The records »
╔══
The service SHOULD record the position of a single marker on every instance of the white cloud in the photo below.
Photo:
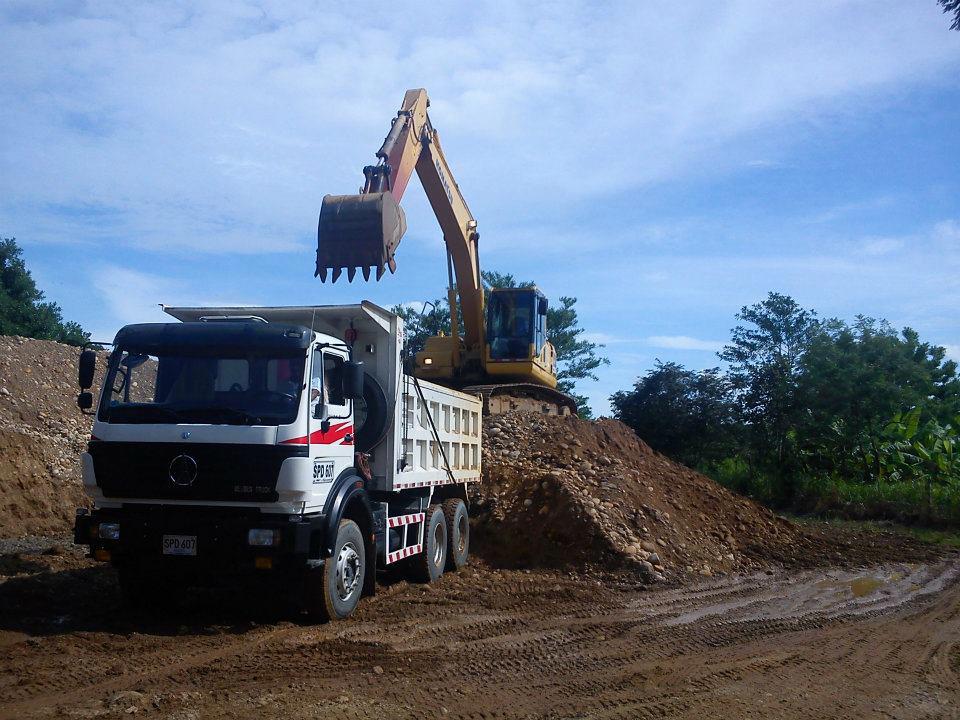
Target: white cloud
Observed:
(880, 246)
(131, 296)
(684, 342)
(948, 233)
(219, 128)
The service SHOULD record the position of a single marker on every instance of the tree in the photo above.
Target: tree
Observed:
(23, 310)
(686, 415)
(432, 319)
(952, 6)
(765, 355)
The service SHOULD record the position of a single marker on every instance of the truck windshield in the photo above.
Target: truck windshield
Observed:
(178, 388)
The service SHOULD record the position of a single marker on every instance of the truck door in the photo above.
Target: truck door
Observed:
(331, 416)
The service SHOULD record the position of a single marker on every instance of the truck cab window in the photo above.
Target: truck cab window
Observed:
(326, 384)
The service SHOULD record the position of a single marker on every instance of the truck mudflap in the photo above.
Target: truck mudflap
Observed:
(200, 543)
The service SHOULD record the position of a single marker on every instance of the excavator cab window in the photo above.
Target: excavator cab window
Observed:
(513, 324)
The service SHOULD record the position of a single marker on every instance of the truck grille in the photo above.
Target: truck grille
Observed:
(190, 471)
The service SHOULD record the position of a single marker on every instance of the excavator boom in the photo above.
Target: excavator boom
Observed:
(362, 232)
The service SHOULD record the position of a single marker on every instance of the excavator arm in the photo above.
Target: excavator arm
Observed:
(363, 231)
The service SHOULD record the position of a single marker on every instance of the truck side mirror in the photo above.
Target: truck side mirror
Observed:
(87, 366)
(353, 380)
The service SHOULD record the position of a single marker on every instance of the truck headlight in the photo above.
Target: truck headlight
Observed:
(109, 531)
(261, 537)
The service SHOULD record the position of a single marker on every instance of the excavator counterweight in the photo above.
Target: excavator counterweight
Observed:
(358, 231)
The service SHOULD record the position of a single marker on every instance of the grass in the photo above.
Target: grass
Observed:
(904, 502)
(947, 538)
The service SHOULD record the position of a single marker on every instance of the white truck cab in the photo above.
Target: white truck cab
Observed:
(283, 441)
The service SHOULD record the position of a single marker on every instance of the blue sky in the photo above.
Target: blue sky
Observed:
(665, 163)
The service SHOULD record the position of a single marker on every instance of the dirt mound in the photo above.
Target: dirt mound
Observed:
(42, 433)
(569, 492)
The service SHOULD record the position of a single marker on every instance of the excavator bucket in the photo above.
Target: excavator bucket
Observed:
(358, 231)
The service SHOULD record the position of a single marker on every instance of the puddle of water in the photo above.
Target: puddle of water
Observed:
(863, 586)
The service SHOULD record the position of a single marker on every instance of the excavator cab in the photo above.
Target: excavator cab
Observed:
(517, 335)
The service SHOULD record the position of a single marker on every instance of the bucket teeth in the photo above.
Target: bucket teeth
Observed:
(358, 232)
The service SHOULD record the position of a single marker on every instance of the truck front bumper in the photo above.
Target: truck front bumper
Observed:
(221, 546)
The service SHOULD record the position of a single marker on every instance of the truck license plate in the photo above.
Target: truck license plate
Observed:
(322, 471)
(179, 544)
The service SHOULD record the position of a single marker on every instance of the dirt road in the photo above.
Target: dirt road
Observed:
(883, 642)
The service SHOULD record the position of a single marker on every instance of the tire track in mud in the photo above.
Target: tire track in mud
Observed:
(540, 646)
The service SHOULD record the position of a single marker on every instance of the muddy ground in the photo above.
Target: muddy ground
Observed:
(487, 643)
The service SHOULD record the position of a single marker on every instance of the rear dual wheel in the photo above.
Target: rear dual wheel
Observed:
(458, 533)
(446, 544)
(428, 565)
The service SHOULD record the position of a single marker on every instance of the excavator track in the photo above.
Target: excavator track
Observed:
(503, 398)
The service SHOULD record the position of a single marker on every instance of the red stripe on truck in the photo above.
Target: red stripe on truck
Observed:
(318, 437)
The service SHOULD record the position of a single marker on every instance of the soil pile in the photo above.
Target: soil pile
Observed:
(42, 433)
(569, 492)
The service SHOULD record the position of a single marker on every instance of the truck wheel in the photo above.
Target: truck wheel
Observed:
(458, 533)
(371, 415)
(334, 590)
(428, 565)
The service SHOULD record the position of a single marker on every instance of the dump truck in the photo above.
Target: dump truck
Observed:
(280, 443)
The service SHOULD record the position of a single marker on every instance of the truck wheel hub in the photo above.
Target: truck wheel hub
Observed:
(348, 571)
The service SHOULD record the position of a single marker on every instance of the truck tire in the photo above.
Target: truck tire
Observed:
(458, 533)
(428, 565)
(374, 428)
(333, 591)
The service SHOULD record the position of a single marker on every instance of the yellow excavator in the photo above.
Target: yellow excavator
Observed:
(503, 354)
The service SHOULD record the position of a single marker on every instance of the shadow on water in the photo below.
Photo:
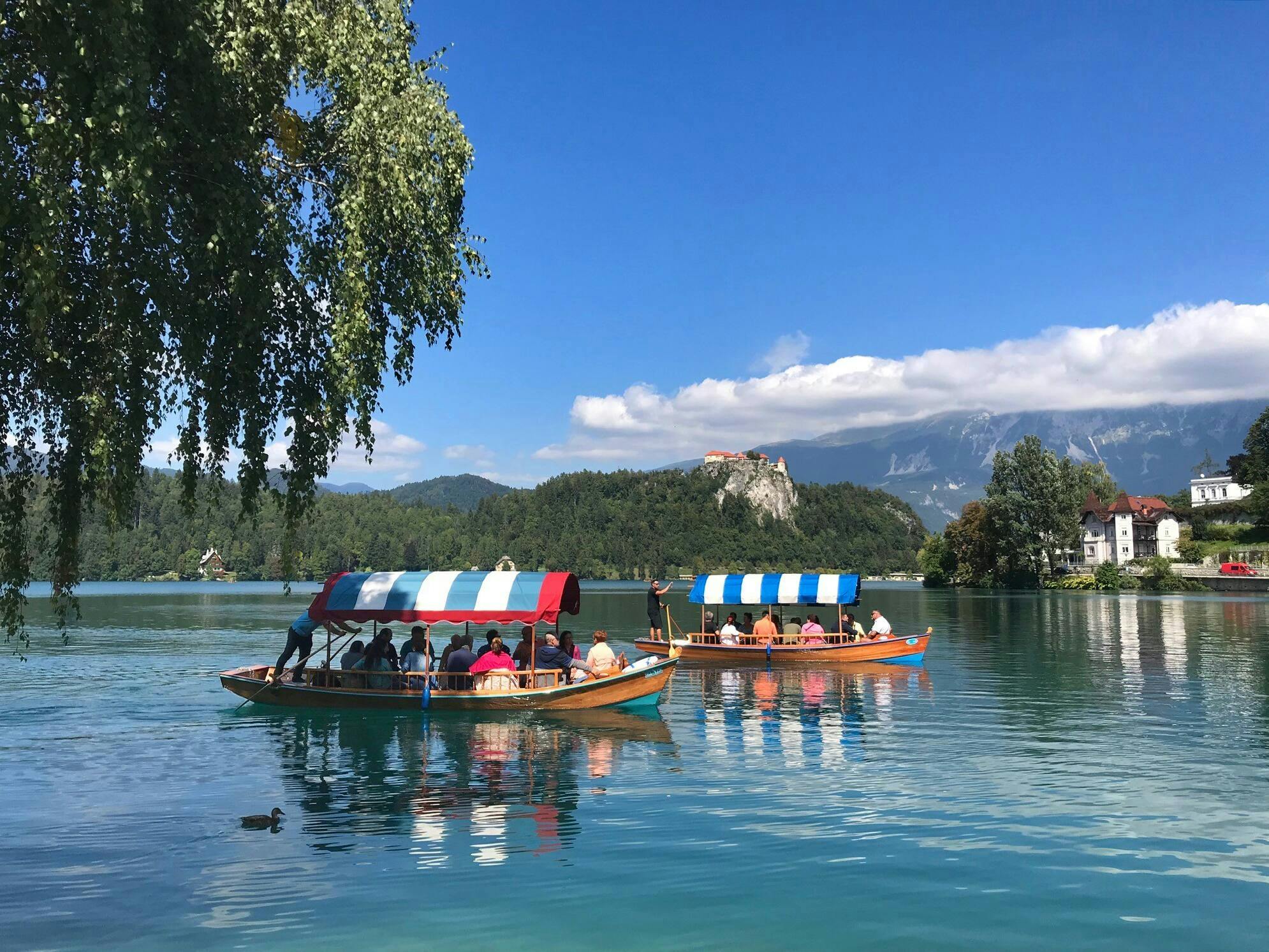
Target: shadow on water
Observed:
(438, 779)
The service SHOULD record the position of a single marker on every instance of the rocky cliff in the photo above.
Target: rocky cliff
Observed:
(767, 488)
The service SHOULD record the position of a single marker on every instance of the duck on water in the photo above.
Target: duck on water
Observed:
(261, 821)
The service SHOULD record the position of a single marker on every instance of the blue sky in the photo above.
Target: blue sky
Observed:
(671, 189)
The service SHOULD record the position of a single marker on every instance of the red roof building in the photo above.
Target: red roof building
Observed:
(1131, 527)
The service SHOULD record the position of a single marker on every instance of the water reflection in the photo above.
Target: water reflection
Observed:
(802, 717)
(461, 790)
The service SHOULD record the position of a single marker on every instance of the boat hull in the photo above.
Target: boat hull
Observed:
(630, 689)
(897, 650)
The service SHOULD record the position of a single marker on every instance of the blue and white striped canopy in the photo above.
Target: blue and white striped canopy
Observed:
(775, 589)
(485, 598)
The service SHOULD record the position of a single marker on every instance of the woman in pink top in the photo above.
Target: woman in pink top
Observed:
(497, 657)
(812, 629)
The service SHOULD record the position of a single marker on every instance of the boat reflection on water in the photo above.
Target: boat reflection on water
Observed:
(800, 714)
(462, 789)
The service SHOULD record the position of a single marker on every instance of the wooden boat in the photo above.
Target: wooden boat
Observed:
(456, 598)
(783, 589)
(696, 647)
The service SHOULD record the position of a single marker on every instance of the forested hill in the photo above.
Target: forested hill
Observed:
(464, 492)
(619, 525)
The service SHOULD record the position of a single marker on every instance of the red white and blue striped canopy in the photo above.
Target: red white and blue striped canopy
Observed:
(485, 598)
(775, 589)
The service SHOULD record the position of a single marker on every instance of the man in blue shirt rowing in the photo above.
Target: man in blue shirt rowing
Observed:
(301, 639)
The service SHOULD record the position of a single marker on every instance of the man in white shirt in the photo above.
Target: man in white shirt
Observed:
(419, 657)
(880, 626)
(729, 634)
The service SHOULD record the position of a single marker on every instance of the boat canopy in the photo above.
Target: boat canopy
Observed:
(775, 589)
(428, 598)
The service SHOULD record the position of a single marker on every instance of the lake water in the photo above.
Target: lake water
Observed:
(1066, 771)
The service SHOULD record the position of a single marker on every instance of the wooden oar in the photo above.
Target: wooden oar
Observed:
(277, 678)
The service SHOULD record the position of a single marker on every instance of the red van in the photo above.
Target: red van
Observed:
(1236, 569)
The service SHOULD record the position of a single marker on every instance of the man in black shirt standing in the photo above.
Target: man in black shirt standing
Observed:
(654, 608)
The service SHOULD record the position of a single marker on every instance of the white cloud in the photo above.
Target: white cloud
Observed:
(393, 452)
(479, 455)
(1183, 356)
(513, 479)
(787, 351)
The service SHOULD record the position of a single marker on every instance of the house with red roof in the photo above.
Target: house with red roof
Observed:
(1131, 527)
(723, 456)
╚══
Problem » Make an exact copy of the listing above. Do not include the pictures.

Solution to this exercise »
The service SHOULD record the position of a single marker on every instance of the white cloud in the photo below.
Photo:
Target: white cloud
Observed:
(880, 246)
(131, 296)
(684, 342)
(948, 233)
(219, 128)
The service SHOULD record the position of a single marker on every instance of the tree in the photo above.
Target: tree
Observed:
(23, 310)
(686, 415)
(432, 319)
(952, 6)
(765, 355)
The service SHOULD record the position of a single marker on every instance of the truck windshield in the photo above.
Target: truck windshield
Observed:
(178, 388)
The service SHOULD record the position of a single marker on every instance of the truck door in the photo above.
Target: truck door
Observed:
(331, 416)
The service SHOULD record the position of a single marker on every instance of the truck cab window in the photo above.
Target: truck cab window
Observed:
(326, 384)
The service SHOULD record the position of a single marker on every instance of the truck mudflap in the photo above.
Target: truck mudflap
Observed:
(200, 543)
The service SHOULD record the position of a single marker on every instance of the excavator cab window in the photo above.
Target: excavator cab window
Observed:
(513, 324)
The service SHOULD record the position of a single marker on every instance of the truck grille in the photo above.
Target: truck grille
Observed:
(190, 471)
The service SHOULD record the position of a single marker on every instance of the excavator boom in the photo above.
Target: excavator boom
Observed:
(362, 232)
The service SHOULD record the position of a single marker on every instance of the excavator arm in the photo above.
Target: excavator arm
Observed:
(363, 231)
The service SHOULD record the position of a single marker on every instance of the truck side mirror in the photo above.
Target: truck side mirror
Observed:
(87, 366)
(353, 380)
The service SHOULD record the position of a single marker on every instance of the truck headlight in the photo above.
Target: truck headlight
Observed:
(109, 531)
(261, 537)
The service SHOULD record the position of a single marker on every instance of the excavator counterweight in the photo above.
Target: excavator counterweight
Observed:
(358, 231)
The service SHOULD record the position of a single marker on every instance of the grass in the photo above.
Target: grass
Observed:
(904, 502)
(947, 538)
The service SHOULD record the position of a single marker on every instance of the white truck cab in the photo above.
Target: white truck cab
Observed:
(283, 441)
The service SHOULD record the position of a single marker on every instance of the blue sky in the photo above.
Target: blue sky
Observed:
(665, 163)
The service SHOULD record the position of a single marker on every instance of the dirt mound in the photo above.
Target: dirt mound
Observed:
(42, 433)
(569, 492)
The service SHOULD record the position of a single marker on every instance of the excavator bucket in the photo above.
Target: excavator bucket
Observed:
(358, 231)
The service SHOULD record the position of a single marker on every instance of the puddle of water in the photo above.
Target: puddle of water
Observed:
(863, 586)
The service SHOULD record the position of a single marker on every instance of the excavator cab in the photo above.
Target: excavator cab
Observed:
(517, 335)
The service SHOULD record the position of a single marker on every instance of the bucket teeth in the photo above.
Target: bucket teeth
Observed:
(358, 232)
The service SHOULD record the position of a single marker on every instance of the truck front bumper in the photo above.
Target: truck front bumper
Observed:
(221, 546)
The service SHOULD record the position of a single marker on every instance of the truck license plate in the photo above.
Target: truck license plate
Observed:
(322, 471)
(179, 544)
The service SHOULD record the position of a single marker on every instance of the dirt road in the photo above.
Target: dirt road
Observed:
(883, 642)
The service SHOULD record the position of a single marker on every instance of the tire track in mud in the photo above.
Target: tire track in mud
Observed:
(540, 646)
The service SHOULD record the position of a single marker on every instance of the muddy ground in the photo above.
Target: muddy ground
Observed:
(487, 643)
The service SHOULD record the position of a single marker on every instance of the rear dual wheel in the photo above.
Target: rear dual wheel
Observed:
(458, 533)
(446, 544)
(428, 565)
The service SHOULD record the position of a single marker on every instance of the excavator track in the photo above.
Target: excavator track
Observed:
(503, 398)
The service SHOULD record the position of a single marker on every instance of the red stripe on truck in the photo above.
Target: red stripe on truck
Observed:
(318, 437)
The service SHOULD record the position of a single marker on every instance of the soil pile in the photo above.
Target: soil pile
Observed:
(42, 433)
(569, 492)
The service SHOULD record the position of a single marker on every instance of the truck wheel in the photo above.
Target: truck wheel
Observed:
(458, 533)
(371, 415)
(334, 590)
(428, 565)
The service SHOULD record the position of a single marker on every instance of the dump truck in the photo above.
Target: dump truck
Observed:
(280, 443)
The service SHOULD record the position of a single marker on every instance of the truck wheel hub in the photo above.
Target: truck wheel hub
Observed:
(348, 571)
The service SHOULD record the position of a single marker on every instance of the truck tire in the photo above.
Target: truck tire
Observed:
(458, 533)
(428, 565)
(374, 428)
(333, 591)
The service SHOULD record the position of a single marker on every instance of the yellow excavator in the photo above.
Target: yellow excavator
Observed:
(503, 354)
The service SHOULD record the position of a single marker on every instance of the shadow on water in the photo below.
Photo:
Target: shadow on water
Observed:
(438, 779)
The service SHOULD record the position of a single marker on every instance of the rocky cliff in the photo above.
Target: rocky cliff
Observed:
(767, 488)
The service SHOULD record the position of a single marker on every instance of the duck on water in the photo above.
Target: duck on water
Observed:
(261, 821)
The service SHOULD record the position of a single marker on every instance of the blue sky in the photo above.
Target: blue sky
Observed:
(671, 189)
The service SHOULD record the position of a single marker on every instance of the red roof building in the photo above.
Target: red roof building
Observed:
(1131, 527)
The service SHOULD record the position of a single marker on every instance of the water reflection in the photo above.
Target: water reflection
Observed:
(802, 717)
(461, 790)
The service SHOULD record the position of a single marker on every instance of the boat hull in the photo above.
Target: boat hull
Observed:
(630, 689)
(897, 650)
The service SHOULD record the position of a single marker on every instance of the blue and white striped canopy in the photo above.
Target: blue and white striped canopy
Observed:
(775, 589)
(485, 598)
The service SHOULD record the position of a single marker on every instance of the woman in pink top in the photo above.
Target: woman in pink top
Observed:
(497, 657)
(812, 629)
The service SHOULD record the position of a single marker on every instance of the boat reflection on water in the photo above.
Target: boat reflection on water
Observed:
(800, 714)
(462, 789)
The service SHOULD record the position of a single marker on every instance of the wooden boat in the photo above.
Target: wooden boat
Observed:
(456, 598)
(783, 589)
(696, 647)
The service SHOULD record the position of a single marker on every instance of the forested hill in the photo above.
Target: forested hill
Observed:
(464, 492)
(619, 525)
The service SHOULD record the position of a single marker on every instance of the red white and blue striped canopy in the photo above.
Target: red white and blue striped canopy
Observed:
(485, 598)
(775, 589)
The service SHOULD record the position of a single marker on every instance of the man in blue shirt rowing in the photo above.
Target: man in blue shirt rowing
Observed:
(301, 639)
The service SHOULD record the position of a single marker on every instance of the man in white shirt in the photo above.
Target: man in white shirt
Observed:
(419, 657)
(880, 626)
(729, 634)
The service SHOULD record the position of a single marker on every instance of the boat canopy in the photo above.
Target: boat canopy
Observed:
(775, 589)
(428, 598)
The service SHOULD record the position of a single marker on every instance of the lake water in the photo above.
Target: lake water
Observed:
(1066, 771)
The service SHOULD record the position of a single marker on every instance of the wooden oar in the photo above.
Target: wooden oar
Observed:
(277, 678)
The service SHOULD record the position of a single marker on every instance of the red van in the photo above.
Target: red van
Observed:
(1236, 569)
The service SHOULD record the position of a single marker on every instance of the man in black shirt standing in the photo above.
Target: man in black shirt standing
Observed:
(654, 608)
The service SHOULD record the position of a single marker on every instance of the white cloud in the photo above.
Target: white cloud
Observed:
(393, 452)
(479, 455)
(1183, 356)
(513, 479)
(787, 351)
The service SHOULD record the position of a single marker on every instance of the house with red roof in the photo above.
Target: house with red roof
Observed:
(1131, 527)
(723, 456)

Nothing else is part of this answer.